### TRAVAIL ATTENDU
Modifiez les lignes depuis celle qui contient "output [[119, 198]]." jusqu'à celle qui contient "220], [205, 217]]", toutes deux incluses : remplacez "gate post" par "fence post", ne changez rien d'autre et redonnez uniquement ces lignes.

### LIGNES FOURNIES
---
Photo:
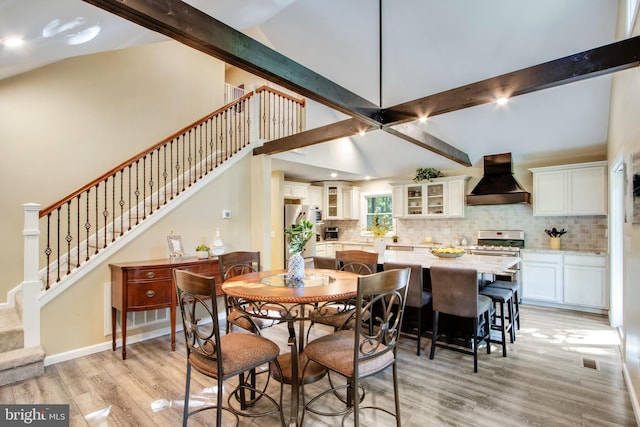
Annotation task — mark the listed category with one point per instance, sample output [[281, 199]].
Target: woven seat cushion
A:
[[239, 319], [497, 294], [240, 352], [335, 351], [484, 304]]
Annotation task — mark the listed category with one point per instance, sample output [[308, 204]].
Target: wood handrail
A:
[[132, 160], [138, 156], [280, 93]]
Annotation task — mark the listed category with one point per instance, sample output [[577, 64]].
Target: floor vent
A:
[[590, 363]]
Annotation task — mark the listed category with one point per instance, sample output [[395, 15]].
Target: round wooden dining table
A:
[[271, 295]]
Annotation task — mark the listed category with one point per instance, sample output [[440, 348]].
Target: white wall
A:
[[65, 124], [624, 139]]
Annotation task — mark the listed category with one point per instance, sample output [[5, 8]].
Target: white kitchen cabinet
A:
[[397, 201], [542, 276], [321, 249], [351, 203], [578, 189], [331, 248], [341, 201], [294, 190], [585, 281], [332, 200], [439, 198], [314, 196]]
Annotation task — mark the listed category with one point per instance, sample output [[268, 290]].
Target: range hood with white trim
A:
[[498, 186]]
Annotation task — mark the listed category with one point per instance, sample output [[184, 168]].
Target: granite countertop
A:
[[566, 251], [482, 263]]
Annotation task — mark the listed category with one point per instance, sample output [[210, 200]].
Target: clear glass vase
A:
[[295, 267]]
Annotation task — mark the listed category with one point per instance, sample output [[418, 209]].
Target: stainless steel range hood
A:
[[498, 186]]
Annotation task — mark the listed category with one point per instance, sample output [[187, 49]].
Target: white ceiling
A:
[[428, 46]]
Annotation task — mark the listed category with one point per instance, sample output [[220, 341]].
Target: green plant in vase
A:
[[380, 226], [426, 174], [297, 236]]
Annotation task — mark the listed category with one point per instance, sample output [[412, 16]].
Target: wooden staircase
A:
[[16, 362], [192, 153]]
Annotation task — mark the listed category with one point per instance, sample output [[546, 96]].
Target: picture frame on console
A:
[[176, 249]]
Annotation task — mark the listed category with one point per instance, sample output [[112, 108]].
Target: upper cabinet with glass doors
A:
[[438, 198]]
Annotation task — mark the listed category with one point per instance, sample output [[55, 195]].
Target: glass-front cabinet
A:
[[441, 197], [435, 198], [414, 200]]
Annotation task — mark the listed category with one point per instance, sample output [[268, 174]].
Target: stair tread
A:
[[20, 357]]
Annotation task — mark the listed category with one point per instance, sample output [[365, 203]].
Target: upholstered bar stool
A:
[[513, 287], [501, 298]]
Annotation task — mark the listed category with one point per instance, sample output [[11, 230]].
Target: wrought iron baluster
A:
[[47, 252], [68, 237], [121, 202], [130, 210], [144, 188], [137, 192], [87, 224], [78, 229], [105, 211], [164, 171]]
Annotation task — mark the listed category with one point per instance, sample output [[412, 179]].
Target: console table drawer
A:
[[145, 274], [149, 295], [148, 285]]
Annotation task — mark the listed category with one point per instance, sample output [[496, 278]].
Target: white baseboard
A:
[[632, 394], [97, 348]]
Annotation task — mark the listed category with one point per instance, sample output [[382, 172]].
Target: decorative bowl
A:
[[448, 253]]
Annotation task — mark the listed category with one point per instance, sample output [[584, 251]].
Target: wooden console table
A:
[[148, 285]]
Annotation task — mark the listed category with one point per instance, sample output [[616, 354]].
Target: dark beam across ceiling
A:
[[342, 129], [412, 133], [190, 26], [579, 66]]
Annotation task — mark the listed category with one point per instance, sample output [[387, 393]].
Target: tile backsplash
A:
[[583, 232]]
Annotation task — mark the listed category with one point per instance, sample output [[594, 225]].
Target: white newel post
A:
[[32, 285], [254, 117]]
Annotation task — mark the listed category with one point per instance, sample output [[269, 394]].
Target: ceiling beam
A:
[[342, 129], [194, 28], [580, 66], [415, 135]]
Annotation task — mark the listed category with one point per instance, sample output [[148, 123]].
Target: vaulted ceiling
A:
[[393, 52]]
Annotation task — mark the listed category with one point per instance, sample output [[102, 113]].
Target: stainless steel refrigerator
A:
[[292, 215]]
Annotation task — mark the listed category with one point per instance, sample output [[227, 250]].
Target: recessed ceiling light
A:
[[12, 41]]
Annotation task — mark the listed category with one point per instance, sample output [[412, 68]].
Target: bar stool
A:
[[513, 286], [501, 297]]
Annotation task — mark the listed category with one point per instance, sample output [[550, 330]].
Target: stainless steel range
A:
[[501, 243]]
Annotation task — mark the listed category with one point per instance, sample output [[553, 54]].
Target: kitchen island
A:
[[483, 263]]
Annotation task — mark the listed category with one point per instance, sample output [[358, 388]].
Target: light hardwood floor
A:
[[542, 382]]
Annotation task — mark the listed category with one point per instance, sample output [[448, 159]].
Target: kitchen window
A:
[[376, 204]]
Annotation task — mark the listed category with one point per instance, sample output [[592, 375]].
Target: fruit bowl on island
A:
[[449, 252]]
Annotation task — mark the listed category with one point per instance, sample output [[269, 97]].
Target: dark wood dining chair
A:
[[222, 356], [361, 352], [234, 264], [324, 262], [353, 261], [455, 292], [418, 300], [357, 261]]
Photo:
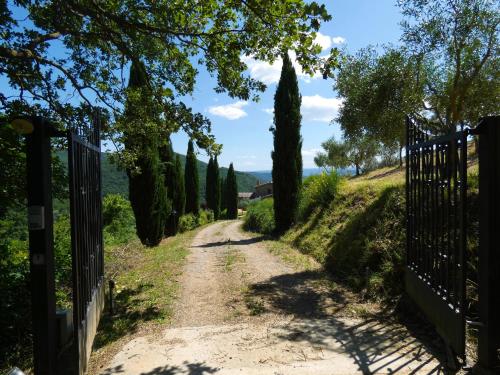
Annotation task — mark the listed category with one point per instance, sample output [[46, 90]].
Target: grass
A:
[[291, 256], [146, 285], [232, 257], [360, 236]]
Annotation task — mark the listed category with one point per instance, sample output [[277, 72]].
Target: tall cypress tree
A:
[[217, 191], [147, 192], [168, 160], [191, 181], [209, 185], [223, 192], [179, 192], [287, 158], [231, 193]]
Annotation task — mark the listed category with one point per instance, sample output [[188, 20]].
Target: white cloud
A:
[[311, 152], [323, 40], [231, 111], [319, 108], [338, 40]]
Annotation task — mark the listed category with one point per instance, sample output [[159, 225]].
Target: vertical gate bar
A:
[[489, 248], [407, 192], [41, 246], [462, 261], [73, 194], [452, 166]]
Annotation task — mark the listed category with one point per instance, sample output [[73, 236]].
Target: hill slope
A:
[[115, 180]]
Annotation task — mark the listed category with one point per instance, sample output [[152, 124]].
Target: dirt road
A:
[[243, 310]]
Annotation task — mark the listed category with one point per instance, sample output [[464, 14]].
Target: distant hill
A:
[[115, 180], [266, 176]]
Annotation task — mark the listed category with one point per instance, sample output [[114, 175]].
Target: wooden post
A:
[[489, 245], [41, 247]]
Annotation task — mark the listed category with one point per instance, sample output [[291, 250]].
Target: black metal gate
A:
[[436, 194], [86, 235]]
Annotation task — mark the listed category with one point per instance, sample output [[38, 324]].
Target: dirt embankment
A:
[[243, 310]]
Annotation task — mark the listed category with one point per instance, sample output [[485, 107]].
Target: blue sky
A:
[[243, 127]]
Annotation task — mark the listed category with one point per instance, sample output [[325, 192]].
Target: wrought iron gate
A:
[[436, 194], [86, 235]]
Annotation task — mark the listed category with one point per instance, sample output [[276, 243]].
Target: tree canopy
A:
[[456, 43], [52, 49], [358, 151]]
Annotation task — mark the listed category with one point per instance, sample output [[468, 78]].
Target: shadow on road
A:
[[187, 369], [376, 344]]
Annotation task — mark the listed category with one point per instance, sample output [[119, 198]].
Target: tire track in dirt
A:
[[242, 310]]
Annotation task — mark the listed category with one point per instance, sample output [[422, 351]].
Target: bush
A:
[[187, 222], [243, 204], [317, 191], [205, 217], [260, 216]]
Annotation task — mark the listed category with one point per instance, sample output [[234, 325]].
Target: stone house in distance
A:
[[263, 190]]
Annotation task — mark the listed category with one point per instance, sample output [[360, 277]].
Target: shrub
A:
[[317, 191], [191, 221], [187, 222], [205, 217], [260, 216]]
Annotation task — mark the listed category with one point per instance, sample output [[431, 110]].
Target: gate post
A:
[[41, 246], [489, 245]]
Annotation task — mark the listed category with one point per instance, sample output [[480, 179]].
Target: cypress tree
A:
[[168, 160], [231, 193], [223, 192], [147, 192], [209, 185], [217, 191], [191, 181], [287, 158], [179, 192]]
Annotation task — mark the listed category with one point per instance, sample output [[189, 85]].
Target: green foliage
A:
[[191, 181], [287, 157], [456, 44], [15, 303], [317, 191], [359, 151], [179, 191], [189, 221], [99, 39], [167, 158], [231, 195], [147, 191], [260, 216], [210, 186], [13, 171], [378, 92], [359, 238], [217, 188], [118, 220], [205, 217]]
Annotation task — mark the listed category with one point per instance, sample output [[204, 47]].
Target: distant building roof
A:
[[245, 195], [264, 183]]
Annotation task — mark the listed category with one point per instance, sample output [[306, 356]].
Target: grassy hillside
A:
[[360, 236], [115, 180]]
---
### RÉSULTAT PRODUIT
Annotation task — mark the listed category with one point per instance, sample output [[119, 198]].
Target: tire track in dirt
A:
[[242, 310]]
Annotation task — mark the listed category with one point per instance, sample output [[422, 351]].
Target: bush
A:
[[187, 222], [243, 204], [317, 191], [205, 217], [260, 216]]
Annotation task — mark the listed category with one point per instance, sample output [[234, 325]].
Target: stone house in distance
A:
[[263, 190]]
Annotation task — mark the listed category with one point per instance, sample output [[360, 277]].
Target: shrub
A:
[[317, 191], [191, 221], [187, 222], [205, 217], [260, 216]]
Annotation task — mark the listed category with one point per instance, sample output [[431, 110]].
Target: fence post
A:
[[41, 246], [489, 245]]
Annotation task — mark the listed category with one point per instance, sample output [[480, 179]].
Target: cypress tree
A:
[[168, 160], [231, 193], [223, 192], [147, 192], [209, 185], [217, 191], [191, 181], [287, 158], [179, 192]]
Annotation task — mark the listed category with one point per instance, sample output [[189, 85]].
Target: green foliage
A:
[[191, 181], [287, 157], [456, 44], [15, 303], [317, 191], [359, 151], [179, 191], [189, 221], [99, 39], [167, 158], [231, 195], [147, 191], [260, 216], [210, 186], [13, 171], [378, 92], [359, 238], [217, 188], [118, 220], [205, 217]]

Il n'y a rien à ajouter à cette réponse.